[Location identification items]
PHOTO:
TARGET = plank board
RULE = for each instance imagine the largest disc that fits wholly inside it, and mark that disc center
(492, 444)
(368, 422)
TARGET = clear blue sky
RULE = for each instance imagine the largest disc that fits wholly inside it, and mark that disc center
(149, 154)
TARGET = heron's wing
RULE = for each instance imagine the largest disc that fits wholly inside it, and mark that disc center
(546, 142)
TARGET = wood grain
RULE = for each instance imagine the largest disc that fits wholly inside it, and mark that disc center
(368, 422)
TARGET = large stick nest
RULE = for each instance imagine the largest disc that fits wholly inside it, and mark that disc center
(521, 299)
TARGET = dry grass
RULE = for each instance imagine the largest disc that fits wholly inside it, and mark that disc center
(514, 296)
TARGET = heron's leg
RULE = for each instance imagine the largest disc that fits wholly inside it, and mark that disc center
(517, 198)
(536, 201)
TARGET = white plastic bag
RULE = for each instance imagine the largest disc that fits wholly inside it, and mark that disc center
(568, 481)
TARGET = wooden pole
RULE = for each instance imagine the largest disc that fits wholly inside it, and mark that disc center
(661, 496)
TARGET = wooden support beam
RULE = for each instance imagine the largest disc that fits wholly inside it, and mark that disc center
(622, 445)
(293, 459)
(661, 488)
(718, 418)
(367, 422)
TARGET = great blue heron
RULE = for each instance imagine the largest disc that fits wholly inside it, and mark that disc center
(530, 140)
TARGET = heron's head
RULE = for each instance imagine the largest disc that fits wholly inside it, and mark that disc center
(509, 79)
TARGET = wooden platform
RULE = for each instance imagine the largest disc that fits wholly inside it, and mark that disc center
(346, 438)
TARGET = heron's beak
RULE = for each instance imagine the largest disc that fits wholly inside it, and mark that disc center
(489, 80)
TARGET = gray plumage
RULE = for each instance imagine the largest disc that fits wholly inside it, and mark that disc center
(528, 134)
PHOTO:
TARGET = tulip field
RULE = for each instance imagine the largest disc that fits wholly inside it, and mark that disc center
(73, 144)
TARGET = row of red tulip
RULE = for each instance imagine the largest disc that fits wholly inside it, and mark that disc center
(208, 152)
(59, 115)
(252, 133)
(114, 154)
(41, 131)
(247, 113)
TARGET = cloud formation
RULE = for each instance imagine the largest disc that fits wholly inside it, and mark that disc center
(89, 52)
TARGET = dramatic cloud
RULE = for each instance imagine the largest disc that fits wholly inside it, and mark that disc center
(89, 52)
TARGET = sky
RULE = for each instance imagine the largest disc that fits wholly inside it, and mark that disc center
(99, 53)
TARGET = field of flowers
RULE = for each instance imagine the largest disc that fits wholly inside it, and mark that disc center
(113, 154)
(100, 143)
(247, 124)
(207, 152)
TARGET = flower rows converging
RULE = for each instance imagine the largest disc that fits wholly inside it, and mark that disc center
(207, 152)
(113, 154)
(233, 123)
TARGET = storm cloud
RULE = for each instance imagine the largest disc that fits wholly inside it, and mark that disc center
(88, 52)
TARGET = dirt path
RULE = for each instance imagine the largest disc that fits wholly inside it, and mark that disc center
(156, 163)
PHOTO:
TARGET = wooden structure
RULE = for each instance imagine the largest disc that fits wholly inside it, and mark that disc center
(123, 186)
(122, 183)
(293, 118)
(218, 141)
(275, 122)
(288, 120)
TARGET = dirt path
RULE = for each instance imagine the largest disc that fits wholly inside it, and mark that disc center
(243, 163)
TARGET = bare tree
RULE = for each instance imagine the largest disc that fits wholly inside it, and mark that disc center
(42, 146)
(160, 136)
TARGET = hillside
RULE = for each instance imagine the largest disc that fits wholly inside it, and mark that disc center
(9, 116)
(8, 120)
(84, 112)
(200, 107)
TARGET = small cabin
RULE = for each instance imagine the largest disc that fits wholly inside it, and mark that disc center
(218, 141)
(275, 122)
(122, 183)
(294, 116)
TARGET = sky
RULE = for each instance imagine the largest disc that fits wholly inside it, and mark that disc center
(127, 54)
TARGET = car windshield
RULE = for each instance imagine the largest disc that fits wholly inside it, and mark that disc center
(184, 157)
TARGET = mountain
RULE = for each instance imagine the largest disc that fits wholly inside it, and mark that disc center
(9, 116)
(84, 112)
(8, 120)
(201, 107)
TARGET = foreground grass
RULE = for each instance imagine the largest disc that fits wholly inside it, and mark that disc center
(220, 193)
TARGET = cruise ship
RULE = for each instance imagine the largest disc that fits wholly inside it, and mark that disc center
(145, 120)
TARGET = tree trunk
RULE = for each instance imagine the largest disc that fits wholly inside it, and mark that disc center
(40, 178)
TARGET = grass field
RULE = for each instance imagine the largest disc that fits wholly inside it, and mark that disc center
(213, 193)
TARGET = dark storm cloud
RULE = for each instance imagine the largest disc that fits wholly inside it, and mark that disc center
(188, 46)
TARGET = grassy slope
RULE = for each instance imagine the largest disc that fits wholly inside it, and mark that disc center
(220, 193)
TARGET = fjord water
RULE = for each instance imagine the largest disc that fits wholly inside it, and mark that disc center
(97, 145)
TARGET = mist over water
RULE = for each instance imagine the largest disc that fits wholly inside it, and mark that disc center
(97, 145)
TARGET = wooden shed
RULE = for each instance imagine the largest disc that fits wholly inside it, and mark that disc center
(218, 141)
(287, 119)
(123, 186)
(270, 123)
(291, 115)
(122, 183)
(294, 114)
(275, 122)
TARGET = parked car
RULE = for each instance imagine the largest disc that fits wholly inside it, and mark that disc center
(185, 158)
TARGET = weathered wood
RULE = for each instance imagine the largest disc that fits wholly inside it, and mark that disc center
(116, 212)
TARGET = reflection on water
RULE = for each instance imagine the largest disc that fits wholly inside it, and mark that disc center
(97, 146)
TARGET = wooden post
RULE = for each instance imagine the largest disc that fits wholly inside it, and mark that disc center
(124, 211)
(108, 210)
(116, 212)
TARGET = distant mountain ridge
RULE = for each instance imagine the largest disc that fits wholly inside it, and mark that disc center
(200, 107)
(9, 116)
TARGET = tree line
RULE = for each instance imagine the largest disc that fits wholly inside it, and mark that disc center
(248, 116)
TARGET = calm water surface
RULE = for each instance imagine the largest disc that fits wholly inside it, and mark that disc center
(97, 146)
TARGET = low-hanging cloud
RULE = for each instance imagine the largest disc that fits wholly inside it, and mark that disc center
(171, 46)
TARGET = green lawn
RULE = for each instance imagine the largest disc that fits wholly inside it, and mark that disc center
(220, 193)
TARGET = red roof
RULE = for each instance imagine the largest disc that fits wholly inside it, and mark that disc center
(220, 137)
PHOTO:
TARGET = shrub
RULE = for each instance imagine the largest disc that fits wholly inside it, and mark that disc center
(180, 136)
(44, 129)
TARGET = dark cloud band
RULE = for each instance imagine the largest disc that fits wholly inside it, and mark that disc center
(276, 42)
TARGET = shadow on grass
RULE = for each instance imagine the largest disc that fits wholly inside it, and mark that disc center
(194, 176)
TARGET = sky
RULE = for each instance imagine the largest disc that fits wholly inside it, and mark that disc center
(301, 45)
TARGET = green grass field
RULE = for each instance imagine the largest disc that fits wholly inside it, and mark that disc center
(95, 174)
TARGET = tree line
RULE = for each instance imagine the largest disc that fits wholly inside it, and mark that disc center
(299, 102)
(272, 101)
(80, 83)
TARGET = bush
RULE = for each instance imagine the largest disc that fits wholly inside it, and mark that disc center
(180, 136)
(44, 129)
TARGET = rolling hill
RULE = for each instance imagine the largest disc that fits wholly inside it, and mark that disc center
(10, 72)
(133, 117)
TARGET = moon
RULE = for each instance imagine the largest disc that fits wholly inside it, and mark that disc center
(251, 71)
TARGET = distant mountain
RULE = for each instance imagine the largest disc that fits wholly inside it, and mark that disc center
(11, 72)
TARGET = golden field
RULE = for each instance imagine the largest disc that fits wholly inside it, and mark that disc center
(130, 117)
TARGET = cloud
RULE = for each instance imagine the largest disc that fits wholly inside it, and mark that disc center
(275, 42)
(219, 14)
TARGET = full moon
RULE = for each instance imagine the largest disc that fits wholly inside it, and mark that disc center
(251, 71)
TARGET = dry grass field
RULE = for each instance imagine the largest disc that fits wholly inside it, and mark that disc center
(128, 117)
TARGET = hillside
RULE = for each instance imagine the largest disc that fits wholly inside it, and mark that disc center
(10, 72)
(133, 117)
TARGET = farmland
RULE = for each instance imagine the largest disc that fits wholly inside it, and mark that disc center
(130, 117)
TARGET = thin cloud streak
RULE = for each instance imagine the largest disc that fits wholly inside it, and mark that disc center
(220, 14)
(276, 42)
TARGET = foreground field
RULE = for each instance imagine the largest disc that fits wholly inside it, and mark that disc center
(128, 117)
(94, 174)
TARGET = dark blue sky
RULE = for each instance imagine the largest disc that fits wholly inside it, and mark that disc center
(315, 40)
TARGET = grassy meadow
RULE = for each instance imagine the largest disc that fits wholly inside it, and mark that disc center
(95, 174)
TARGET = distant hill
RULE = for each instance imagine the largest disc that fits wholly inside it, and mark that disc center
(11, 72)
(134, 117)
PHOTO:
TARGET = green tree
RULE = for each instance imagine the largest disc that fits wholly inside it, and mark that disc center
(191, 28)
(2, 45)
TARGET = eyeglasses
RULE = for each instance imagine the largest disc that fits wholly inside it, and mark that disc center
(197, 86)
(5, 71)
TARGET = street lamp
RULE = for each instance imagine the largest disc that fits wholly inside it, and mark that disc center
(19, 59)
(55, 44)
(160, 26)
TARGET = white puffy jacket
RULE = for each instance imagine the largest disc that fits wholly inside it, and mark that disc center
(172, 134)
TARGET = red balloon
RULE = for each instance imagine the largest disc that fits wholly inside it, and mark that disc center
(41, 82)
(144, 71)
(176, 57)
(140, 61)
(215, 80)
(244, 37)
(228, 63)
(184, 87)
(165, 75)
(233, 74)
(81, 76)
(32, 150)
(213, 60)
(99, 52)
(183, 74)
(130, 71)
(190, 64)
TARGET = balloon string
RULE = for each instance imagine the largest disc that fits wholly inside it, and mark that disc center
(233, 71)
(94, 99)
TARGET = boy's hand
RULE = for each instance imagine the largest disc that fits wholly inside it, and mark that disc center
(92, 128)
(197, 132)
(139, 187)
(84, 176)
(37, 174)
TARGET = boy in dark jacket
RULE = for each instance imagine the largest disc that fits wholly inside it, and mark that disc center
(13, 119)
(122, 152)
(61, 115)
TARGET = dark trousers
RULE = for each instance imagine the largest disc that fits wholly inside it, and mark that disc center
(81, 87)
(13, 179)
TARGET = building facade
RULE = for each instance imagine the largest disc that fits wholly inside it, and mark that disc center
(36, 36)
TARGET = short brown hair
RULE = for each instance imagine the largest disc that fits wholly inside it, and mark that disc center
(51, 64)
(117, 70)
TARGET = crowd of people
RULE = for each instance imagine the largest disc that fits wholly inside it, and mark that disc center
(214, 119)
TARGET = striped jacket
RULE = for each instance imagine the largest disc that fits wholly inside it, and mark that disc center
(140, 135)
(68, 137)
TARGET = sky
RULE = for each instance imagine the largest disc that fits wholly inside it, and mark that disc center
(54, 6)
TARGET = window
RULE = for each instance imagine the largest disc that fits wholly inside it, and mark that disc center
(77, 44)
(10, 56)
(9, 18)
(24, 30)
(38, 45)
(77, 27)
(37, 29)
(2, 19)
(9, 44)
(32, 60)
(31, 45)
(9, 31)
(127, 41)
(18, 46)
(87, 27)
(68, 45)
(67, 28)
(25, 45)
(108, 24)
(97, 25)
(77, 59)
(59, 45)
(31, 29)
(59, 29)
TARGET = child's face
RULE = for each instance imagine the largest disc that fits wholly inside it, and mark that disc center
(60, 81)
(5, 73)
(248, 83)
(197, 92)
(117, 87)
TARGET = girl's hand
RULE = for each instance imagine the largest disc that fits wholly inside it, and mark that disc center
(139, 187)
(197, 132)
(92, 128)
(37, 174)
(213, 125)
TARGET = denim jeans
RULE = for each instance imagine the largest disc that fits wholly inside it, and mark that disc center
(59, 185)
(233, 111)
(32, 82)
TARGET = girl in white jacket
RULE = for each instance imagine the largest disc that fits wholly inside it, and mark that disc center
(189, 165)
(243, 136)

Aim of the exercise: Quote every line from the line containing "TARGET = child's face" through the closing line of the listing, including both.

Finished task:
TARGET = child's face
RULE = for each instance imagine the largest disc that fits wholly inside it, and mark that disc center
(60, 81)
(5, 73)
(248, 83)
(197, 92)
(117, 87)
TARGET = girl's hand
RULE = for each instance imagine the largest disc that fits wholly inside it, and mark that disc center
(139, 187)
(197, 132)
(92, 128)
(37, 174)
(213, 125)
TARGET = denim jeans
RULE = for each instance imagine the largest disc that fits wholly inside it, and mark that disc center
(59, 185)
(233, 111)
(32, 82)
TARGET = girl in white jacket
RULE = for each instance imagine the largest disc that fits wholly inside it, and mark that disc center
(189, 165)
(243, 136)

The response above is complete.